═════ TRECHOS DAS ENTRADAS ═════
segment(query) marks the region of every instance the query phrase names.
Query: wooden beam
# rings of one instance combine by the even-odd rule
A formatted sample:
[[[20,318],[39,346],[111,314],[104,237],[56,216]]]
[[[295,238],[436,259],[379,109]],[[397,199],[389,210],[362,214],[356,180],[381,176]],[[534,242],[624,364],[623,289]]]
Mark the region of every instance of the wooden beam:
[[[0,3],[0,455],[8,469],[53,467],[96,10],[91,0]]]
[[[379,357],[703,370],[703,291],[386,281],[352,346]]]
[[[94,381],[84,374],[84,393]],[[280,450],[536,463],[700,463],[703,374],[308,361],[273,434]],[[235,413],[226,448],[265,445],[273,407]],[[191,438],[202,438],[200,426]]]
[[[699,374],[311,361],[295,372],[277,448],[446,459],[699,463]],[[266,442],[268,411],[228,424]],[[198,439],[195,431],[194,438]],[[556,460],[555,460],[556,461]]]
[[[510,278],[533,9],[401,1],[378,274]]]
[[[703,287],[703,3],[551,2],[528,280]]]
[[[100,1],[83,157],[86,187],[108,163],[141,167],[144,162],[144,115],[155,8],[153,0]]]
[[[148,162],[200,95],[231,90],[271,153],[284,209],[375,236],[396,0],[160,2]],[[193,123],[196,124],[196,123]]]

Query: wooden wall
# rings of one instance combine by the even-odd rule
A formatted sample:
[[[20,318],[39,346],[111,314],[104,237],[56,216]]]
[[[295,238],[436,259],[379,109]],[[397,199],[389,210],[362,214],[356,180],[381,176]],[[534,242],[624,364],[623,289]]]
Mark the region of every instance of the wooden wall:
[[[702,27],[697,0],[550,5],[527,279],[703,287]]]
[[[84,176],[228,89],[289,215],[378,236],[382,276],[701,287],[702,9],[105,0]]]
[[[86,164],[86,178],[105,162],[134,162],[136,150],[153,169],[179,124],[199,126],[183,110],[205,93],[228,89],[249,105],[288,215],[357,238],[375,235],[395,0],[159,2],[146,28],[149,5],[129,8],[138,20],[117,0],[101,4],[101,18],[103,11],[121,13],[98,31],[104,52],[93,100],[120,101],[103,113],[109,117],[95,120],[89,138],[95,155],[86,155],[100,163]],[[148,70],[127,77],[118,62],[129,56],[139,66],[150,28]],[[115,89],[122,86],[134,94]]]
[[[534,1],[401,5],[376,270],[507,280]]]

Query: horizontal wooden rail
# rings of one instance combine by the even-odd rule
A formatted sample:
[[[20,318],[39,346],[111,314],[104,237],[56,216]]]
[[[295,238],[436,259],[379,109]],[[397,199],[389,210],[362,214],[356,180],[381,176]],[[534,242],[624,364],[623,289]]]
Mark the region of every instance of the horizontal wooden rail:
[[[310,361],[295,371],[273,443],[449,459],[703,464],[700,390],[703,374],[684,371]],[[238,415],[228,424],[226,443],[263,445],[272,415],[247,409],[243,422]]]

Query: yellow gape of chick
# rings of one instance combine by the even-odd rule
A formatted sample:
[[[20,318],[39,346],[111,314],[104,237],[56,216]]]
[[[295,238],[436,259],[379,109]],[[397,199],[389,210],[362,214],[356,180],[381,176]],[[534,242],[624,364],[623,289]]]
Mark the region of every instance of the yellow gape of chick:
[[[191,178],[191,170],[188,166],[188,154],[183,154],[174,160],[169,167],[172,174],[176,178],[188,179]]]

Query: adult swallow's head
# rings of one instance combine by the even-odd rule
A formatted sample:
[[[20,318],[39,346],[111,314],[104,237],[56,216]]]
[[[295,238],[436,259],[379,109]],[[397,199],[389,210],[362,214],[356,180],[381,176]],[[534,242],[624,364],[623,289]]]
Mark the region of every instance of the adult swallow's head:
═════
ENUNCIADO:
Edite as entradas acima, trocando cada ocorrência de "wooden" por "timber", e reproduza todas as linhas sem nenhuma outra alteração.

RESPOSTA:
segment(query) marks the region of every instance the query phrase names.
Query: timber beam
# rings of one instance combine by the even-odd rule
A formatted sample:
[[[20,318],[39,346],[111,314],[104,237],[56,216]]]
[[[295,238],[436,259],[379,109]],[[397,199],[389,210],[362,214],[356,180],[381,176]],[[534,242],[624,364],[623,289]]]
Mark the region of every instance of the timber beam:
[[[0,3],[0,455],[8,469],[53,467],[96,10],[91,0]]]
[[[379,357],[703,370],[703,291],[386,281],[352,346]]]
[[[94,381],[84,374],[84,393]],[[280,450],[536,463],[700,463],[703,374],[308,361],[273,434]],[[235,413],[226,448],[265,445],[273,407]],[[191,438],[202,438],[200,426]]]
[[[699,374],[311,361],[295,372],[277,448],[446,459],[699,463]],[[266,442],[268,411],[228,424]],[[198,439],[195,431],[194,438]],[[556,460],[555,460],[556,461]]]
[[[510,278],[533,9],[401,1],[378,274]]]
[[[703,287],[703,3],[551,2],[528,280]]]
[[[100,1],[83,157],[86,187],[108,163],[141,167],[144,162],[144,115],[155,8],[153,0]]]
[[[148,162],[200,95],[231,90],[271,153],[284,209],[375,236],[396,0],[160,2]],[[193,123],[196,124],[196,123]]]

Query: timber wall
# rings of one instance combine by the even-odd rule
A formatted sample:
[[[20,318],[39,346],[111,314],[104,237],[56,216]]]
[[[295,238],[436,259],[379,109]],[[397,199],[389,210],[362,214],[356,180],[381,176]],[[534,242],[624,364],[623,289]]]
Mark the region of every instance of the timber wall:
[[[702,27],[697,0],[550,5],[527,279],[703,287]]]
[[[84,176],[228,89],[289,215],[378,236],[382,276],[701,287],[702,9],[105,0]]]
[[[86,164],[86,178],[105,162],[134,162],[136,150],[153,169],[179,124],[199,126],[183,110],[205,93],[228,89],[249,105],[288,215],[357,238],[375,235],[395,0],[159,2],[146,28],[149,5],[129,8],[138,20],[117,0],[101,4],[101,18],[103,11],[121,13],[98,31],[104,52],[93,100],[120,101],[103,113],[109,117],[95,120],[89,138],[95,155],[86,155],[100,163]],[[148,70],[127,77],[118,62],[129,56],[139,66],[150,28]],[[115,89],[122,86],[134,94]]]
[[[534,1],[401,5],[376,270],[507,280]]]

Query: horizontal timber rail
# rings of one instance combine by the even-odd rule
A formatted sample:
[[[20,318],[39,346],[111,314],[104,237],[56,216]]]
[[[295,238],[436,259],[379,109]],[[397,199],[389,210],[362,214],[356,180],[381,176]],[[534,242],[624,364],[623,289]]]
Mark the region of every instance of the horizontal timber rail:
[[[310,361],[295,371],[273,443],[449,459],[703,464],[700,390],[703,374],[684,371]],[[238,415],[228,424],[226,443],[263,445],[272,415],[247,409],[243,422]]]

Query: yellow gape of chick
# rings of one instance combine by the even-odd rule
A formatted sample:
[[[20,318],[39,346],[111,314],[104,237],[56,216]]]
[[[295,238],[436,259],[379,109]],[[397,199],[389,210],[362,214],[356,180],[381,176]],[[534,242],[624,364],[623,289]]]
Mark the region of every instance of the yellow gape of chick:
[[[191,178],[191,170],[188,166],[188,154],[183,154],[174,160],[169,167],[172,174],[176,178],[188,179]]]

Query: adult swallow's head
# rings of one instance combine by the even-odd rule
A formatted sample:
[[[20,318],[39,346],[111,314],[104,237],[56,216]]]
[[[295,238],[436,259],[379,109]],[[397,199],[389,210],[362,214],[356,180],[381,176]],[[534,242],[624,364],[623,289]]]
Mark the region of every instance of the adult swallow's head:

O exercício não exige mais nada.